Task material:
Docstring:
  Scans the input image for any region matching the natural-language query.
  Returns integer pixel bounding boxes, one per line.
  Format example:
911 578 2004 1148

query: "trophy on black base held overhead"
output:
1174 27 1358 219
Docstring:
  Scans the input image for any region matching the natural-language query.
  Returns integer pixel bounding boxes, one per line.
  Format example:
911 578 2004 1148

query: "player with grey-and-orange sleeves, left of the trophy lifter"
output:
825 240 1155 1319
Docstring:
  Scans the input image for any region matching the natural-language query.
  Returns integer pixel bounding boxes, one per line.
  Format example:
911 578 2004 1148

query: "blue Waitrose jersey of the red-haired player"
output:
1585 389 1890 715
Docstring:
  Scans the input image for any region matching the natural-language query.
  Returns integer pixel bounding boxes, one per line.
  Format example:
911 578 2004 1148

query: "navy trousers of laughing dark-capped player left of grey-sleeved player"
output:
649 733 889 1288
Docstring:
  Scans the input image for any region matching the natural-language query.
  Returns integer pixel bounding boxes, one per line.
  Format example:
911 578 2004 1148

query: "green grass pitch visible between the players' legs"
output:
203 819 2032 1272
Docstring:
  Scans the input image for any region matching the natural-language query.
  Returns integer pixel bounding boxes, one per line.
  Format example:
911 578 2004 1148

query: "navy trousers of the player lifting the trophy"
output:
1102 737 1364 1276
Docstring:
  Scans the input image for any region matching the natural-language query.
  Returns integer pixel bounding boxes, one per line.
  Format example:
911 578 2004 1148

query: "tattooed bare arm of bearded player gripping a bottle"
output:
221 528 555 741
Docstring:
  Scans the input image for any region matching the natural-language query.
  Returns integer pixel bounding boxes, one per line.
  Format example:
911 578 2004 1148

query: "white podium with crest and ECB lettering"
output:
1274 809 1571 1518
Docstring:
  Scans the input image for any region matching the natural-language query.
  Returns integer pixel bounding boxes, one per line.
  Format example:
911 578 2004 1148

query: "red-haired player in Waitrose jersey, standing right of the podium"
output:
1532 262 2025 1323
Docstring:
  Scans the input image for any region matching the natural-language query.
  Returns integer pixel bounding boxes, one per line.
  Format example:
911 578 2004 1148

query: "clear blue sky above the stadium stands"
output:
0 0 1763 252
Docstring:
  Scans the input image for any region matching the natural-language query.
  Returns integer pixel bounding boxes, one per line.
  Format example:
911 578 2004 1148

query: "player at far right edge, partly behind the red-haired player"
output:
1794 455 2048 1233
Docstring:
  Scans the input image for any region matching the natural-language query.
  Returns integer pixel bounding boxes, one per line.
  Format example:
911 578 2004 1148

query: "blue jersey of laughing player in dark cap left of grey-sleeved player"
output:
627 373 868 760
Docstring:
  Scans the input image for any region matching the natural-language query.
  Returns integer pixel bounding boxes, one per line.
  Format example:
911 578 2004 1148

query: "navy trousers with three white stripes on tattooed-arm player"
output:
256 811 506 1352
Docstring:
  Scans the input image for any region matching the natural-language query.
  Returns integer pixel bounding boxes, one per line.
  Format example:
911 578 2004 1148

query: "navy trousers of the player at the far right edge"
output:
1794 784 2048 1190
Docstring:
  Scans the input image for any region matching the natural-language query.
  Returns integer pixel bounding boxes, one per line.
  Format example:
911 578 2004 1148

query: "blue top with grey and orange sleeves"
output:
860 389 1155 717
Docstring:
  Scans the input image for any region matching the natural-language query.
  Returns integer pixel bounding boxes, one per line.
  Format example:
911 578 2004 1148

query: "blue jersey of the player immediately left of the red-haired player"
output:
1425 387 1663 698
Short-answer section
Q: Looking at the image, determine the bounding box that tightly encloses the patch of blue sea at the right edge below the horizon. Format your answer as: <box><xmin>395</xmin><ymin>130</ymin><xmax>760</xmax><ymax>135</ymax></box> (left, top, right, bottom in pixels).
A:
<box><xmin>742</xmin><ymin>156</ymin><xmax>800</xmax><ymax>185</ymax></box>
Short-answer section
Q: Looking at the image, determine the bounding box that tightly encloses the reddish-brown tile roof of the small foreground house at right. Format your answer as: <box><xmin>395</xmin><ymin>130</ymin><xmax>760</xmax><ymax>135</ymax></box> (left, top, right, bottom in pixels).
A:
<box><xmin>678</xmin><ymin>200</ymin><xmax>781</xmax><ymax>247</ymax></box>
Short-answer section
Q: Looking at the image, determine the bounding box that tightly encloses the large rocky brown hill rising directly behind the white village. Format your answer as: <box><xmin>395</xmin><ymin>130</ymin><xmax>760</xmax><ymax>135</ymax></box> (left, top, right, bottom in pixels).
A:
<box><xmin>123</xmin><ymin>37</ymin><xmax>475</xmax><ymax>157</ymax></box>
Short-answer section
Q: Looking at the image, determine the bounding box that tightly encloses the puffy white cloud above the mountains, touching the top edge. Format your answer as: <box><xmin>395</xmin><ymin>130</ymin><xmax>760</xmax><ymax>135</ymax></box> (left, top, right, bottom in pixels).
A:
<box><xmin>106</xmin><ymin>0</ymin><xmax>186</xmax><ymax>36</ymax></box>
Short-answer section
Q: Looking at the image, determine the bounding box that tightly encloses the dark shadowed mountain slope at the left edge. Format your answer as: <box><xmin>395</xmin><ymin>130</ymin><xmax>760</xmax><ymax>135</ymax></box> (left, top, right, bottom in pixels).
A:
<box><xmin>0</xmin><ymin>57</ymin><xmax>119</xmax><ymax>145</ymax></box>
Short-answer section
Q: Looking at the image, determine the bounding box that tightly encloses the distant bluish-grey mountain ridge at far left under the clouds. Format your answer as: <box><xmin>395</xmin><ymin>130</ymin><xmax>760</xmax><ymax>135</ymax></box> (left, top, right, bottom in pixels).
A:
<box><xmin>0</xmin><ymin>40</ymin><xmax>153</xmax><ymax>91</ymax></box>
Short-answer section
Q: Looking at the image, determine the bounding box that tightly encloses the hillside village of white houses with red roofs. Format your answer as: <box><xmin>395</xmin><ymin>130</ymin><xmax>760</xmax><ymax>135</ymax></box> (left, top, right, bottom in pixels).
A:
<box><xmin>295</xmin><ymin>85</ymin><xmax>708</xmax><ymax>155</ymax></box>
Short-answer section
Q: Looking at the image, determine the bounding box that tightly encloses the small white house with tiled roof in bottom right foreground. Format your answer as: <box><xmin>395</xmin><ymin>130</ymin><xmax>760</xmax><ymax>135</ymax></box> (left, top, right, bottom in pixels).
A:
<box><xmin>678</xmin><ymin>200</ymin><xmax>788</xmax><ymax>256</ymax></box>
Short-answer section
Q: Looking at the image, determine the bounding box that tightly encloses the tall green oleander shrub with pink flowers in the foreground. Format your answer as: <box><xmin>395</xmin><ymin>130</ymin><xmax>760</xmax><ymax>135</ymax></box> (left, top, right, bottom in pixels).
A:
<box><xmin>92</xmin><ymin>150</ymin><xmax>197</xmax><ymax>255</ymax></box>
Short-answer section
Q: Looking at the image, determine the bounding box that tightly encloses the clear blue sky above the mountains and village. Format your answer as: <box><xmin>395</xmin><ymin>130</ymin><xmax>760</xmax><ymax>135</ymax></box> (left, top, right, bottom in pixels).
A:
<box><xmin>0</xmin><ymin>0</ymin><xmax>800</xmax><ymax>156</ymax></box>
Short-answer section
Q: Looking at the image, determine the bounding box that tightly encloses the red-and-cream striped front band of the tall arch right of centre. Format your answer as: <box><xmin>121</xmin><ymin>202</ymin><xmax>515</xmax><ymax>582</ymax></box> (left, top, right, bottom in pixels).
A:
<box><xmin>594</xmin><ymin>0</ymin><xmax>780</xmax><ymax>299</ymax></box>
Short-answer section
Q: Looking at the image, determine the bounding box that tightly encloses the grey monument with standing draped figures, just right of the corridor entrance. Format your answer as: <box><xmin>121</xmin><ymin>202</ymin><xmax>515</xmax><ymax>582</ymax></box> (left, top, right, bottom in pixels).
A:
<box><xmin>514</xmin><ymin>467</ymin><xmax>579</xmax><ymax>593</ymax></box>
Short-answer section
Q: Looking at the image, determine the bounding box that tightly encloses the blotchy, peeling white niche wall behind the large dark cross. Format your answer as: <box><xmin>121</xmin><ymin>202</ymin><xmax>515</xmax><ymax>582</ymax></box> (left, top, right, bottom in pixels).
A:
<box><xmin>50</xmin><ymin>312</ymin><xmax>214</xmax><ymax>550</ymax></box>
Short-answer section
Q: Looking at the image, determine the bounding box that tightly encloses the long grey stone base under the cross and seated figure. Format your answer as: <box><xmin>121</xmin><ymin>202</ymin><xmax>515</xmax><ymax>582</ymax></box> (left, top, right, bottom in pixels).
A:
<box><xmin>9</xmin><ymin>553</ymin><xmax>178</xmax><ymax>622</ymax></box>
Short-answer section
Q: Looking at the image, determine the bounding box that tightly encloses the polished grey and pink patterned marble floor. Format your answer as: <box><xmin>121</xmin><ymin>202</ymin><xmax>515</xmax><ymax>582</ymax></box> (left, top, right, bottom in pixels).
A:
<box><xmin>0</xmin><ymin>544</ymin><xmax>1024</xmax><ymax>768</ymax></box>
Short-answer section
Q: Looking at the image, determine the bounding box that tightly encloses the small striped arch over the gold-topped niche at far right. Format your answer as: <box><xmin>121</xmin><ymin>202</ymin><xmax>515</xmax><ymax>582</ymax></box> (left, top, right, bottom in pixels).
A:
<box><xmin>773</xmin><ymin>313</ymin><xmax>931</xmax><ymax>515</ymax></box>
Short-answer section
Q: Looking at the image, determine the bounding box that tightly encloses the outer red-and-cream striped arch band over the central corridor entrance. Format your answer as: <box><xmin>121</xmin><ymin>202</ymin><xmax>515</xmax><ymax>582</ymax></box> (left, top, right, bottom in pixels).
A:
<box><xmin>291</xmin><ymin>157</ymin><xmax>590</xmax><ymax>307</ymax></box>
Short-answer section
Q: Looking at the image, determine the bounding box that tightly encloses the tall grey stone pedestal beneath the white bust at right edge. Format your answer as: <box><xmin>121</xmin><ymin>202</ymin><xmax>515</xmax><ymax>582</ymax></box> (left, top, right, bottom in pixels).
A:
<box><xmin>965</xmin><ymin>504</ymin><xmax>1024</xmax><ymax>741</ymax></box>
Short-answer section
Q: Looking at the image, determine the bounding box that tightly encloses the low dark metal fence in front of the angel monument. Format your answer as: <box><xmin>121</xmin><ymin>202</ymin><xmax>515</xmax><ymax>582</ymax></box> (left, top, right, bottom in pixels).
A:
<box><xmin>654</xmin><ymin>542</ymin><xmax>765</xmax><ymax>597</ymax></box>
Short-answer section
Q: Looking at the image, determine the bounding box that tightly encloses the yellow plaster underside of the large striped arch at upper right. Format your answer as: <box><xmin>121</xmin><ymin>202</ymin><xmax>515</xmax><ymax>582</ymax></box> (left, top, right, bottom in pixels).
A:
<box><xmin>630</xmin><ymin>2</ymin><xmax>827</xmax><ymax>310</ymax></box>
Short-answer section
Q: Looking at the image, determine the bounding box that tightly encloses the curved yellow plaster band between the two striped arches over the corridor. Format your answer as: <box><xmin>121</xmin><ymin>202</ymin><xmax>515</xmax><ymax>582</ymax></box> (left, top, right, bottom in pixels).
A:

Aim of the exercise: Locate the word "base" in the data above. Copy every line carrying it.

Your response:
query: "trophy on black base held overhead"
Q: Looking at the image, determine the bounding box that tightly encloses the long grey stone base under the cross and seated figure. Format your answer as: <box><xmin>121</xmin><ymin>202</ymin><xmax>515</xmax><ymax>582</ymax></box> (left, top, right, bottom in pixels).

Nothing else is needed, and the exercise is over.